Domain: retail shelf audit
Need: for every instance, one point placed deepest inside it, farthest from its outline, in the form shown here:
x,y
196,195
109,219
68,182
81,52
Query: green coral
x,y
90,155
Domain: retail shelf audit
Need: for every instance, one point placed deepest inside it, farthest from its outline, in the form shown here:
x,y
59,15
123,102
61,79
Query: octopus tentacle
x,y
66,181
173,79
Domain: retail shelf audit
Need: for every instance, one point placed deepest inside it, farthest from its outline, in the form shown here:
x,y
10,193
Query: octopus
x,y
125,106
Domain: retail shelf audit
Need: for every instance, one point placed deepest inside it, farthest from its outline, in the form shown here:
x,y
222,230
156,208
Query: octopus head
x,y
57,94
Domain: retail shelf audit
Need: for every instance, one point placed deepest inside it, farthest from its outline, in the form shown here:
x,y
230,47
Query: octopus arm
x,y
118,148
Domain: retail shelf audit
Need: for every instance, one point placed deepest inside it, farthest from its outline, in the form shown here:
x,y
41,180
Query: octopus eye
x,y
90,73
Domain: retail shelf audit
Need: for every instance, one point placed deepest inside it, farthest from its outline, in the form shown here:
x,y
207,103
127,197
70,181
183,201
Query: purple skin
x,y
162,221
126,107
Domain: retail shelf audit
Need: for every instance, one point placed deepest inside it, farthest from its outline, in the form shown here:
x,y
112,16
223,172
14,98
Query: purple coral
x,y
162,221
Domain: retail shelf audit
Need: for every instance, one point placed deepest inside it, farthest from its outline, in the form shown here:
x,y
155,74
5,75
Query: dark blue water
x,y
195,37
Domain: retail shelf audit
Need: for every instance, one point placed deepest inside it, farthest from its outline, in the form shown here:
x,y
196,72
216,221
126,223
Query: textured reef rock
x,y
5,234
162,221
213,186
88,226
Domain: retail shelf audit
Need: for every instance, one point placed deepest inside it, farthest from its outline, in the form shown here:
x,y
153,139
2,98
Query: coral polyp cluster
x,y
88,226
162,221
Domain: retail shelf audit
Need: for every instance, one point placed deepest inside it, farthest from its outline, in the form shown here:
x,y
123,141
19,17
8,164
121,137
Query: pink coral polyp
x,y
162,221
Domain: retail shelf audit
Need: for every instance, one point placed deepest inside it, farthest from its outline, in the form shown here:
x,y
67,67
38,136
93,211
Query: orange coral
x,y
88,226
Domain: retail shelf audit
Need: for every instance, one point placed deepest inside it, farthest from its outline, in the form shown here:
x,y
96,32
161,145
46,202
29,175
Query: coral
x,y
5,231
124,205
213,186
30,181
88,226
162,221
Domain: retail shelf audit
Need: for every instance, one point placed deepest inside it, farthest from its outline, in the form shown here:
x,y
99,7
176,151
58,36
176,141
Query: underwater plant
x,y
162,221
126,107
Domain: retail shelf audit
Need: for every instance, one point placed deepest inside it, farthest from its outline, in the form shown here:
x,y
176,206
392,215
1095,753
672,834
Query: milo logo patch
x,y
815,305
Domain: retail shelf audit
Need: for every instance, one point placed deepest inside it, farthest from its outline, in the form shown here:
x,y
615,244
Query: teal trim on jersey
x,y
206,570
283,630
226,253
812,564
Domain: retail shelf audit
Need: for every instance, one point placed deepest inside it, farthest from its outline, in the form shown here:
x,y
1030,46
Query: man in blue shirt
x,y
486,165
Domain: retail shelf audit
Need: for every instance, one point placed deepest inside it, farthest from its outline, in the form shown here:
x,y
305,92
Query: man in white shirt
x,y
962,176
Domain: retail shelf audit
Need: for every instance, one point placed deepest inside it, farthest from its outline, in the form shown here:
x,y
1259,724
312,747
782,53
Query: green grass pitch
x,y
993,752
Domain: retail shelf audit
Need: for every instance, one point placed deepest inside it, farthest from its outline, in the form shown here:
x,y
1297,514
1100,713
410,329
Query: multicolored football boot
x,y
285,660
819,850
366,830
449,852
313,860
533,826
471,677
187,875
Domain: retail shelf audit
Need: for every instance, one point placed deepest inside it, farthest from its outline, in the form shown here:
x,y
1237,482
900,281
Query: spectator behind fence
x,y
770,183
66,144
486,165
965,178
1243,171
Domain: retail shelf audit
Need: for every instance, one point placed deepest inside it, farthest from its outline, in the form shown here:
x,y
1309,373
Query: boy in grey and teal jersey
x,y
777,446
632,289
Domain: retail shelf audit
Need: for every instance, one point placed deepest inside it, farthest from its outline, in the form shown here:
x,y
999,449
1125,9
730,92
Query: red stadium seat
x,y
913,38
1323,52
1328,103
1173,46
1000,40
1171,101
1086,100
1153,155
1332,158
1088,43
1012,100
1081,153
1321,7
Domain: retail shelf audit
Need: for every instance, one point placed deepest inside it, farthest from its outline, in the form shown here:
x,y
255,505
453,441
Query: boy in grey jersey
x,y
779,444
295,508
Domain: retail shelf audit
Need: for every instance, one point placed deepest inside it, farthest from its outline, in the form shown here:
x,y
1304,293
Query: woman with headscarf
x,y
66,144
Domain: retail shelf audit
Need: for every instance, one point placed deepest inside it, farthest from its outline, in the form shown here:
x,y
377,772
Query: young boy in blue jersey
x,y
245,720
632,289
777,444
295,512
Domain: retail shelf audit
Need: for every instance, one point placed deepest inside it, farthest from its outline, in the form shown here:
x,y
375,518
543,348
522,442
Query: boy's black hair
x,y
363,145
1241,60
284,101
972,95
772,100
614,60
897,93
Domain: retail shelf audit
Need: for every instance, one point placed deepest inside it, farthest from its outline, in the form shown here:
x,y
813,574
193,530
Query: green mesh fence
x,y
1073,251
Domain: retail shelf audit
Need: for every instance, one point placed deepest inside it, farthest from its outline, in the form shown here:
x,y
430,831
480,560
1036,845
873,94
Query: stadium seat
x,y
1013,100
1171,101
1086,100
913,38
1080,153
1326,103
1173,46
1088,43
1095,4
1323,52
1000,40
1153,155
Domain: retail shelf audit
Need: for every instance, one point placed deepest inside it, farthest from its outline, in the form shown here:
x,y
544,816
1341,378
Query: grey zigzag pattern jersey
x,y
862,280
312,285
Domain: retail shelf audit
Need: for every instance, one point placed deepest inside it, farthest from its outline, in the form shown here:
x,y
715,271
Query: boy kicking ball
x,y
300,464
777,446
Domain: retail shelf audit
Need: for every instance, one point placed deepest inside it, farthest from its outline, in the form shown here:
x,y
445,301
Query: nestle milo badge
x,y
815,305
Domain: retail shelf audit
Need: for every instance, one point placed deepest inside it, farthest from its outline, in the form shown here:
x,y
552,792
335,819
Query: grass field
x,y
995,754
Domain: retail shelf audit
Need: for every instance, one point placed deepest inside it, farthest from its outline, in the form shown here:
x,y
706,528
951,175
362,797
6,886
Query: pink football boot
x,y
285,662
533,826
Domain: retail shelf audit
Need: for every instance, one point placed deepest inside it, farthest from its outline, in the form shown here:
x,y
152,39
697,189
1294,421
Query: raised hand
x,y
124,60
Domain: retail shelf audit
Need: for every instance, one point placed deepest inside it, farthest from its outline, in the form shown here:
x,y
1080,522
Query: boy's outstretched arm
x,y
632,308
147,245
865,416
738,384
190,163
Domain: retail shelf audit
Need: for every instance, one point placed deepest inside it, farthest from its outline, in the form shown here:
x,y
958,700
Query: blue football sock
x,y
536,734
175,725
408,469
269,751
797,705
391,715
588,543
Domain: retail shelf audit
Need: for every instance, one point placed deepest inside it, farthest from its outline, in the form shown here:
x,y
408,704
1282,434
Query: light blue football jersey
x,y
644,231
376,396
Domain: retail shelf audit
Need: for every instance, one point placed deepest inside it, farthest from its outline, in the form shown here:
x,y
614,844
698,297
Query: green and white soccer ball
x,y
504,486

* * *

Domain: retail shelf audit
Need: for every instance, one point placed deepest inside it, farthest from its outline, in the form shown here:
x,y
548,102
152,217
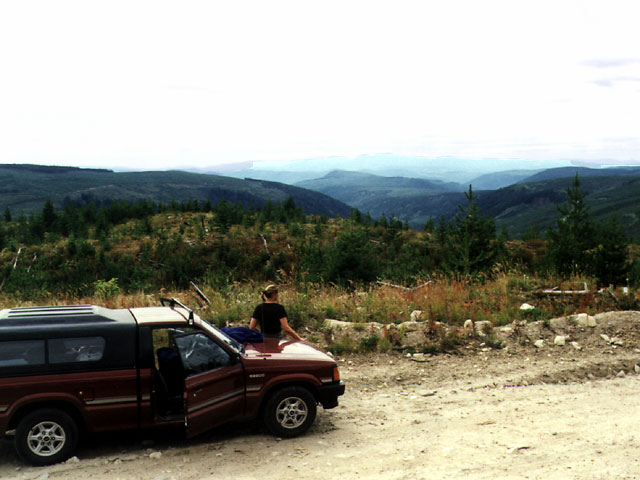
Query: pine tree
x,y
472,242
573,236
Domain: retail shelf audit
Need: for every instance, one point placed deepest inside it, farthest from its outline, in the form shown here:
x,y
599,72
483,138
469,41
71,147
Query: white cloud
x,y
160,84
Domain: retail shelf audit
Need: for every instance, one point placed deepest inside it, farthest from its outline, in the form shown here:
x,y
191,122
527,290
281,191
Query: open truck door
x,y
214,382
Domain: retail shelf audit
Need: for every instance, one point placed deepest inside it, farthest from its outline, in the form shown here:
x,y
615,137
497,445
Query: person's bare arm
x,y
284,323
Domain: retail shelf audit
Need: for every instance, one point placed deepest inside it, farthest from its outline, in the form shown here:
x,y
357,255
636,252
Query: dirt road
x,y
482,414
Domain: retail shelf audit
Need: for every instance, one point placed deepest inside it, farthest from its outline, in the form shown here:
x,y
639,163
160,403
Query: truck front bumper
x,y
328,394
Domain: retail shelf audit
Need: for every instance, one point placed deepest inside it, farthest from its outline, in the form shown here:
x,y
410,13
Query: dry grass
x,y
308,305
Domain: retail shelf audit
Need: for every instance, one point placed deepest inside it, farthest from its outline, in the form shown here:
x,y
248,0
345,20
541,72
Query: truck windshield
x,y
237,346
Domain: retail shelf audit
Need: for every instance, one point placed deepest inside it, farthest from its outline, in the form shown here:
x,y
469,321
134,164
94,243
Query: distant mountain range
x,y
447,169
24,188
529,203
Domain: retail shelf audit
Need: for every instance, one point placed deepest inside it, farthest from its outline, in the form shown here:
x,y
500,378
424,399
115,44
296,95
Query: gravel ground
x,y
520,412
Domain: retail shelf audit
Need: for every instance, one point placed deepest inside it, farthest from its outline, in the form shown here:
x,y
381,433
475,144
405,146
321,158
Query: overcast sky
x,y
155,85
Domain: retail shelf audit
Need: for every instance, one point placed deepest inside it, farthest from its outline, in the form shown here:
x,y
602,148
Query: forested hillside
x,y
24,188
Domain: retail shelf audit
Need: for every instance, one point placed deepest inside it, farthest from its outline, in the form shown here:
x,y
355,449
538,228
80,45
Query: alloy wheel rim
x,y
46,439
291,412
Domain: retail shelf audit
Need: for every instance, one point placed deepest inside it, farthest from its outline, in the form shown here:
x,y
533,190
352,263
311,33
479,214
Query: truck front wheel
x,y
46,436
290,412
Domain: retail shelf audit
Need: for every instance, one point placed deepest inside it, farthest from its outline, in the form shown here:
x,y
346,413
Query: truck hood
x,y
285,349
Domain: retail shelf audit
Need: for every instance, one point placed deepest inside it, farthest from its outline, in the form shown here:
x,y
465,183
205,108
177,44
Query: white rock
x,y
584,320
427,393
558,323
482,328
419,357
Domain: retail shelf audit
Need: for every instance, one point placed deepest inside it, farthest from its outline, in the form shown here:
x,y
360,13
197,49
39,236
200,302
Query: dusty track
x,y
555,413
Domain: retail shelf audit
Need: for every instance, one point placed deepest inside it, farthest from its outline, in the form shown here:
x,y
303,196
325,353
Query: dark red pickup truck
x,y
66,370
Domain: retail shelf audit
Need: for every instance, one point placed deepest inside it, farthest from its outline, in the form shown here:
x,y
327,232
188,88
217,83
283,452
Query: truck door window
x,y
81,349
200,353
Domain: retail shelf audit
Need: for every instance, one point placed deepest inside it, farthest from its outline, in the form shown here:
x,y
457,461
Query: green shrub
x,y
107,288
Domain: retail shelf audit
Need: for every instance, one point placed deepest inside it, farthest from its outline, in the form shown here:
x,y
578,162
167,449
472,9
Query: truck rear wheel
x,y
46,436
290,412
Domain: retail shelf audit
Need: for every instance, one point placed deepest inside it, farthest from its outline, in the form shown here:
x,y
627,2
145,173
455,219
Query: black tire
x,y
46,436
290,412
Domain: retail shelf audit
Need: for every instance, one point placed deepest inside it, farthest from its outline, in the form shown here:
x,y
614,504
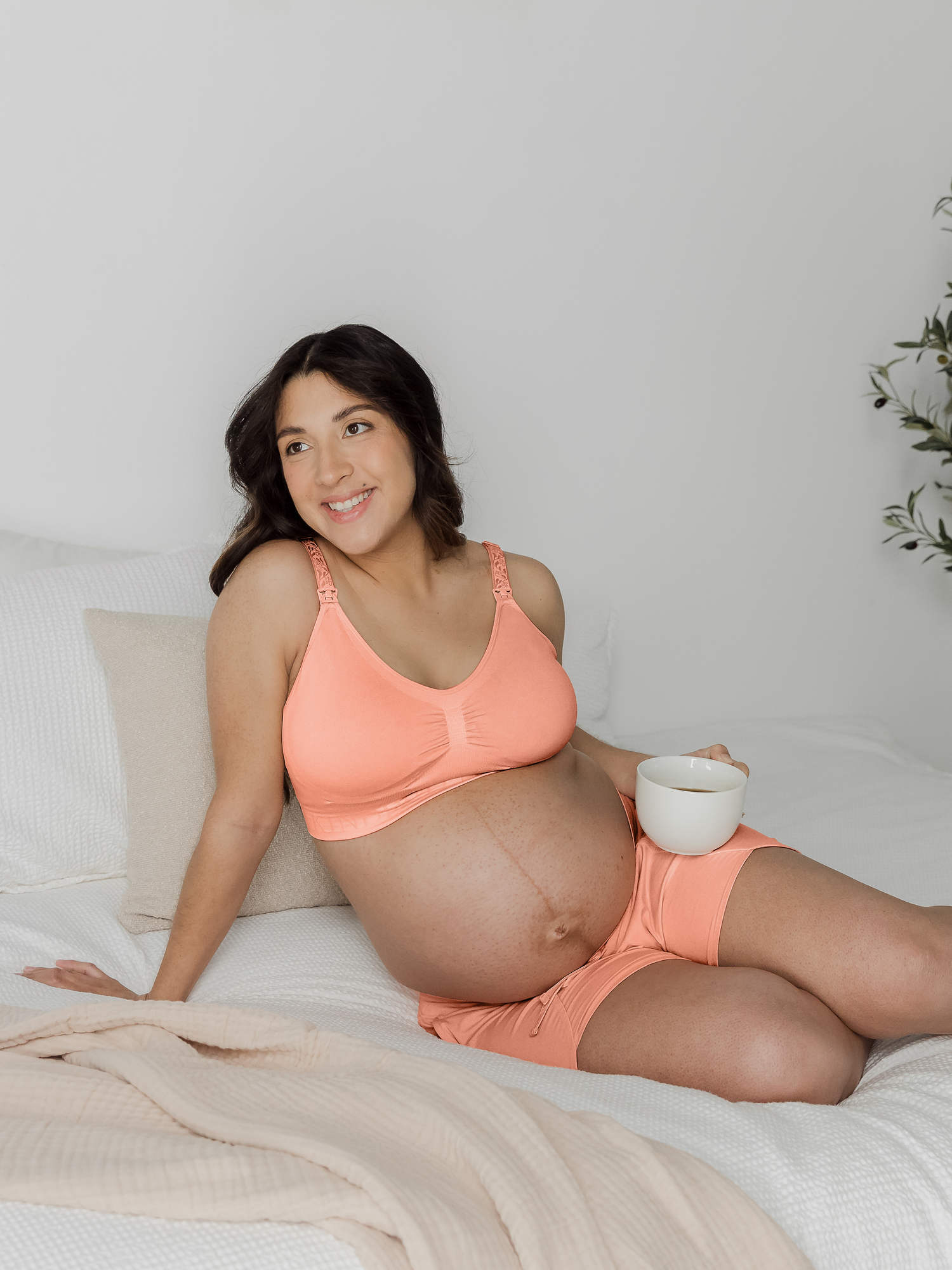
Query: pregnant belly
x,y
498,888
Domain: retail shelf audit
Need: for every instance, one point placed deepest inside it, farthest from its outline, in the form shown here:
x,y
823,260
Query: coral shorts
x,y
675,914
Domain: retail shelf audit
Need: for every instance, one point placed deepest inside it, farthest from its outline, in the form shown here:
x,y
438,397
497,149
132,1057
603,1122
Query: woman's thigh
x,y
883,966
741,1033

__What is needed__:
Find every line in the two blocks of lines above that contains the word "wheel", matching case exactly, and copy each such line in full.

__Response to this task__:
Query: alloy wheel rim
Query: truck front wheel
Query: truck rear wheel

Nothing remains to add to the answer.